[Page excerpt]
□ □ □
# Elderly Hedgehog



## Anomali (Aug 24, 2011)

Hi, I'm Ali. My hedgie's name is Luna, she's my second. I've had her all her life and she's almost five years old. Recently she's lost a lot of weight and been a bit sickly so I've been trying to get her to put some weight back on so I've been giving lots of meal worms. I consulted a vet when there was no improvement and the vet said that Luna is now in her senior citizen years, health wise she is fine, but I'm having a bit of a hard time with it, I was told the most I could do for her was to make her comfortable. The vet said she's running out of time :'( this is the hardest part about owning a pet isn't it - losing them.

I'm really trying my best, but I was wondering if anyone had any advice on keeping her comfortable, I don't really know what to possibly do.

She has a tank for a cage, a tissue box for a house (she never liked her igloo), aspen shavings, not fleece. She has a big heater, it's working well, it's desert, I found the rain forest heaters weren't giving off enough heat for her. She's very feeble, having a hard time doing anything fast and I think, for the most part, she's unable to control her washroom needs - so I've taken the litter box out, otherwise she dumps it and it clumps up on the bottom of the cage and makes a muddy and unsanitary mess.

She eats kitten kibble, and the pet store ran out of meal worms so I've been feeding her king worms (super worms scare me). Recently, she's stopped eating the meal worms. Yesterday (Sept. 20th) she stopped eating her kibble. I gave her a bath and cleaned her tank ( I clean her tank at least 2 times a week) and she's eating her kibble again. She drinks a lot of water. She wont eat any other treats like fruit or veggies, or hedgehog designed treats, she even turned down cilantro. 

I try not to handle her as much, I don't "play" with her really I think it's a bit stressful and a bit hard for her so mostly I just sit with her or let her walk around and just follow her around. I used to play with her and her toys. I my cat of 14 years passed away this summer so I had a new kitten and they adore one another, they get along really well and follow each other, Luna seems to like to do that.
□ □ □
[Given entries]
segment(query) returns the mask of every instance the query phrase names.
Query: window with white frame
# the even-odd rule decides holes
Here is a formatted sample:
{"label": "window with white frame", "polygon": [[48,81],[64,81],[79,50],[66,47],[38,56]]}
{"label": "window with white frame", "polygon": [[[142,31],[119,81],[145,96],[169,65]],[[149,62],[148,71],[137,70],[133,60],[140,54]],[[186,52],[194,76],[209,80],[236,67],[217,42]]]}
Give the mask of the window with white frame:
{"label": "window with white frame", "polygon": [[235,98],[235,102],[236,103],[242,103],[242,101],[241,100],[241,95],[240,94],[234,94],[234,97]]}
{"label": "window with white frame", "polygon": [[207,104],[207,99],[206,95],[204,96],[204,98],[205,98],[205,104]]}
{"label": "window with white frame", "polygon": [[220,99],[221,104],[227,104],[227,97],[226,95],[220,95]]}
□ □ □
[Prompt 1] Could you transcribe, word for word, the part of the elderly hedgehog post between "# Elderly Hedgehog" and "to possibly do.", inclusive?
[Prompt 2] Can you continue the elderly hedgehog post from where it stops?

[Exercise result 1]
# Elderly Hedgehog



## Anomali (Aug 24, 2011)

Hi, I'm Ali. My hedgie's name is Luna, she's my second. I've had her all her life and she's almost five years old. Recently she's lost a lot of weight and been a bit sickly so I've been trying to get her to put some weight back on so I've been giving lots of meal worms. I consulted a vet when there was no improvement and the vet said that Luna is now in her senior citizen years, health wise she is fine, but I'm having a bit of a hard time with it, I was told the most I could do for her was to make her comfortable. The vet said she's running out of time :'( this is the hardest part about owning a pet isn't it - losing them.

I'm really trying my best, but I was wondering if anyone had any advice on keeping her comfortable, I don't really know what to possibly do.

[Exercise result 2]
I'm at a bit of a loss, my first hedgie had cancer and passed away very quickly, I haven't had this situation before. Other than trying to slowly prepare myself for the inevitable I don't know what else to do. Any help or advice would be greatly appreciated.

Thanks


----------



## ShutUpAndSmile (Mar 7, 2011)

I'm not an expert with elderly hogs my girl is only 6 months old but I'll do my best. I'm sure someone with more experience will come a long. 

But anyway...
I think all you can do is make her comfortable. Try mashing up her kibble and adding some water to make it easier to chew. If that doesn't work you're going to have to sirenge feed her. 
Also try putting food by her bed she may just not want to get up so that could be it.
Does she have a water bowl or bottle? We recommend water bowls here and especially for a hog thats having a hard time it would be easier to use a bowl. 
The bigger mealworms I believe are made that way with hormones so I'd avoid those. 
Maybe also try switching the aspen. Fleece is a lot softer and would be easier to walk on as well as to lay on.
Also if possible switch her from her tank. Theres not a lot of ventilation and though you clean it 2 times a week she's probably still breathing in the smell of her own urine.

Like I said not an expert with the elderly someone else will give their option. Maybe switching her environment would be bad at this time. I'm not sure. But doing it I think would make her more comfortable. 
Good luck with your baby <3


----------



## Kalandra (Aug 25, 2008)

Yes 5 years old is getting up there for a hedgehog. But I am hesitant to believe that her weight loss is just from old age. Did the vet check her mouth to ensure that she doesn’t have any mouth pain? Does she have much left for teeth? What did the vet do to determine that she is otherwise healthy?

If she has completely stopped eating, I would get some canned cat food and start syringe feeding her initially. I would also continue to offer her a bowl of her normal kibble dry; I would also add a bowl of moistened kibble. Just in case her jaw is weakening or her teeth are worn out. I would also add some kibble in her sleeping house. As they get older they may not want to move around as much.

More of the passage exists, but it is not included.